DATA IN THIS EXERCISE ->
= Beginning of Section =

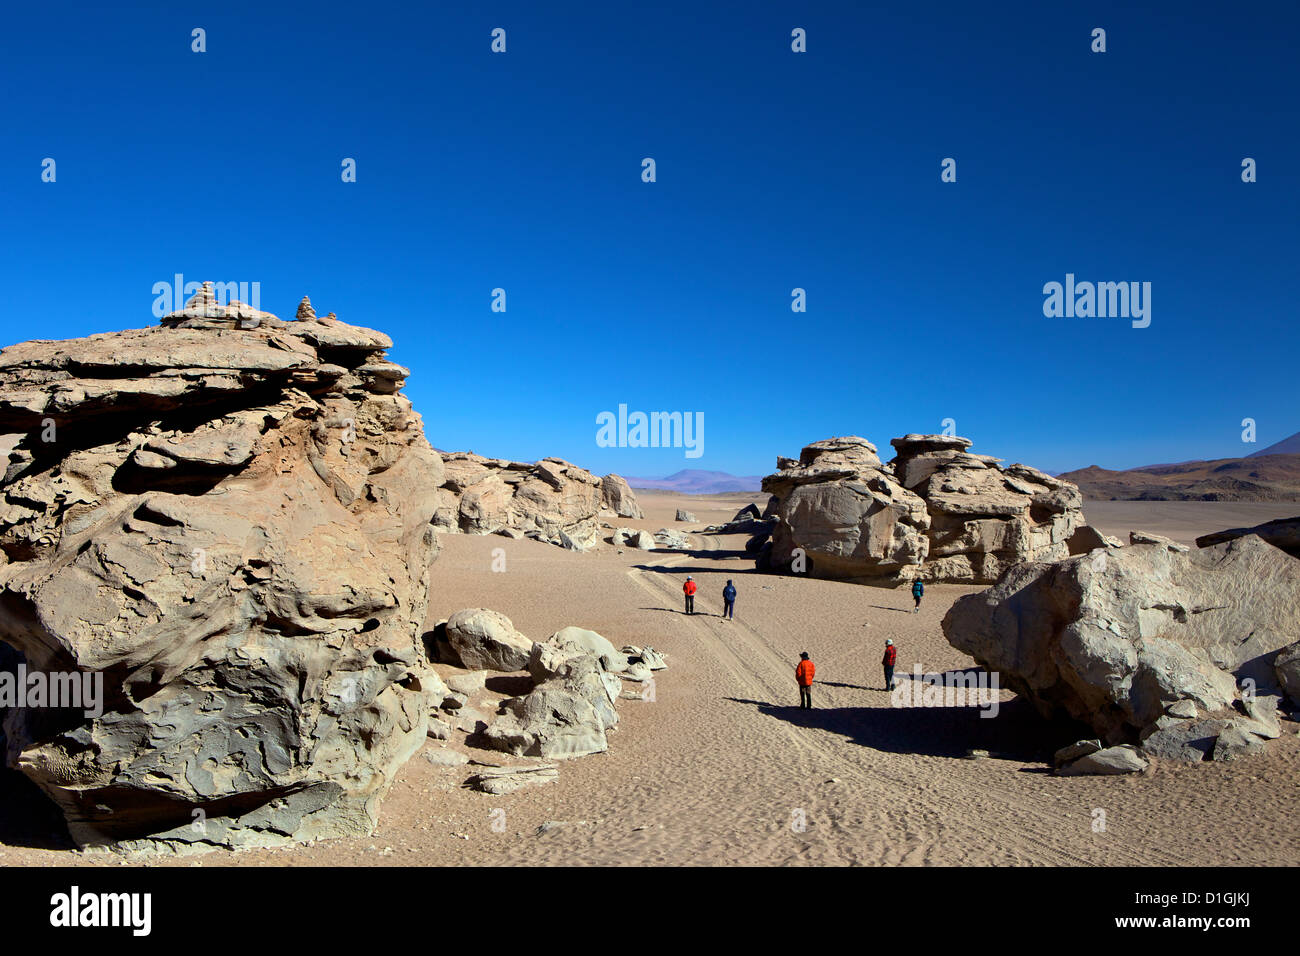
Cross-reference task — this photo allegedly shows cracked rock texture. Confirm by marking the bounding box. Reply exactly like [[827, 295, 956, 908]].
[[432, 452, 640, 550], [0, 284, 441, 851], [942, 534, 1300, 747], [758, 434, 1083, 584]]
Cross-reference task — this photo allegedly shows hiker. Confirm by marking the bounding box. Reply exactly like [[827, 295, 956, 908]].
[[882, 639, 897, 691], [722, 579, 737, 620], [911, 578, 924, 613], [796, 652, 815, 709], [683, 575, 697, 615]]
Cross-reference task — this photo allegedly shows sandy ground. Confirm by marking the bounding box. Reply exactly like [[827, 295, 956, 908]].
[[1, 492, 1296, 867]]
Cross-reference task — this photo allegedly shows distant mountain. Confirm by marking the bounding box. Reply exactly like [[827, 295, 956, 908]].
[[1249, 430, 1300, 457], [1059, 453, 1300, 501], [626, 469, 763, 494]]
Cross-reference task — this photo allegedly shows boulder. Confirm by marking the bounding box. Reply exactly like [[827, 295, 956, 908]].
[[444, 609, 533, 672], [600, 474, 644, 519], [1196, 517, 1300, 558], [0, 289, 441, 851], [654, 528, 689, 550], [943, 535, 1300, 746], [675, 508, 697, 522], [1275, 642, 1300, 706], [445, 670, 487, 695], [1056, 744, 1148, 776], [465, 764, 559, 794]]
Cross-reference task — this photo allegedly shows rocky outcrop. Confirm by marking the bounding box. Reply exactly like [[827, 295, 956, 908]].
[[888, 434, 1084, 583], [943, 534, 1300, 757], [675, 508, 697, 523], [759, 437, 930, 582], [600, 473, 643, 519], [432, 453, 640, 551], [0, 285, 442, 851], [757, 434, 1085, 584], [1196, 516, 1300, 558]]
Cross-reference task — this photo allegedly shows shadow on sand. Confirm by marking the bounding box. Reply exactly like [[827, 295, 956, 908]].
[[724, 694, 1089, 763]]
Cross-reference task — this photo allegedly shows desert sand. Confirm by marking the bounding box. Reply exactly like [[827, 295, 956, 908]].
[[1, 493, 1296, 867]]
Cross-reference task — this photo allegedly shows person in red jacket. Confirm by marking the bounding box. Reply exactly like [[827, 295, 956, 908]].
[[683, 575, 697, 615], [882, 639, 897, 691], [795, 652, 815, 709]]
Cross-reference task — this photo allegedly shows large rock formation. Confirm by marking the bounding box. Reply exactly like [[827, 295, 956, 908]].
[[432, 453, 639, 550], [759, 437, 930, 582], [758, 434, 1083, 583], [0, 284, 441, 851], [1196, 515, 1300, 558], [942, 534, 1300, 752], [889, 434, 1084, 583]]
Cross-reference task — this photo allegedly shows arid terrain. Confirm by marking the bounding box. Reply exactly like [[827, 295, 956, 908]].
[[1060, 453, 1300, 502], [1, 492, 1296, 868]]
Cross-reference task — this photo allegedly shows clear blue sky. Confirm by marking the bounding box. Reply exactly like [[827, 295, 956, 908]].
[[2, 1, 1296, 477]]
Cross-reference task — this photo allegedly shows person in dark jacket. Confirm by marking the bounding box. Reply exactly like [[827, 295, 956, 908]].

= End of Section =

The reply should contain every line of the material exactly, and no images.

Cross-reference task — this photo allegedly shows cracked rock texture. Confirm by marking the bounding box. Reply exactly like [[827, 295, 956, 908]].
[[432, 452, 640, 550], [0, 284, 441, 851], [942, 534, 1300, 747], [758, 434, 1083, 584]]
Cross-reference task — this photo allegedly shows hiker. Confirm by marking the bounding box. Reply exactly like [[827, 295, 956, 908]].
[[882, 639, 897, 691], [722, 579, 737, 620], [911, 578, 924, 613], [796, 652, 815, 709], [683, 575, 697, 615]]
Cross-reference task — this photo allegedly shows sandy ground. Confirm by marking the bounding box. Reply exactly like [[827, 295, 956, 908]].
[[1, 492, 1296, 867]]
Cross-reference task — this photo allegedly shows distant mountain. Confirm by marking the bounding box. Reply exactly like [[827, 295, 956, 908]].
[[1249, 430, 1300, 457], [1059, 453, 1300, 501], [626, 469, 763, 494]]
Cross-reference task — this photo allegedly shows boulder. Confirm by marking the bounding box. Reply exactly like [[827, 295, 956, 908]].
[[444, 609, 533, 672], [600, 474, 644, 519], [1196, 517, 1300, 558], [0, 289, 441, 851], [654, 528, 689, 550], [943, 535, 1300, 746], [675, 508, 697, 522], [1275, 642, 1300, 706], [445, 670, 487, 695], [1056, 744, 1148, 776], [465, 764, 559, 794]]
Cross-reference task — this photo allegedly shows rocky outcrop. Confirm by marking the bounding box. Reply exactly like [[827, 295, 956, 908]].
[[888, 434, 1084, 583], [943, 534, 1300, 757], [675, 508, 697, 523], [759, 437, 930, 582], [600, 473, 643, 519], [432, 453, 640, 551], [0, 285, 442, 851], [757, 434, 1085, 584], [1196, 516, 1300, 558]]
Cross-reference task — this photo allegedly shows shadow on sand. Confirm by marking the bounding box. Reply exactly like [[827, 295, 956, 908]].
[[724, 694, 1089, 763]]
Cross-reference task — this photo allegedly shows desert sand. Confirm by marking the bounding box. Reply exactly like [[827, 295, 956, 908]].
[[1, 493, 1296, 867]]
Cross-reference task — this photo allegedly shows person in red jacket. Confirm by marking the bounding box. Reply exactly like [[827, 295, 956, 908]].
[[683, 575, 697, 615], [882, 639, 897, 691], [795, 652, 815, 709]]
Cross-reference task — this photo allegedly shows large rock formation. Confirm by marking the bounding box. Reply exactly like [[827, 295, 956, 908]].
[[432, 453, 639, 550], [759, 437, 930, 582], [758, 434, 1083, 583], [0, 284, 441, 851], [1196, 515, 1300, 558], [942, 534, 1300, 752], [889, 434, 1084, 583]]
Cross-reference task — this photo allegedly shows arid terrain. Confirm by marking the bounding box. Reply exactly like [[827, 295, 956, 908]].
[[1060, 453, 1300, 502], [1, 492, 1296, 868]]
Cross-reference task — this photo allegedly shows clear blue sky. Confirm by marking the bounding box. Reply exactly like [[827, 295, 956, 908]].
[[2, 1, 1296, 477]]
Cross-reference task — this photo allegedly shows person in dark jacket. Confirm by marking the bounding box. Reply exactly like [[827, 295, 956, 908]].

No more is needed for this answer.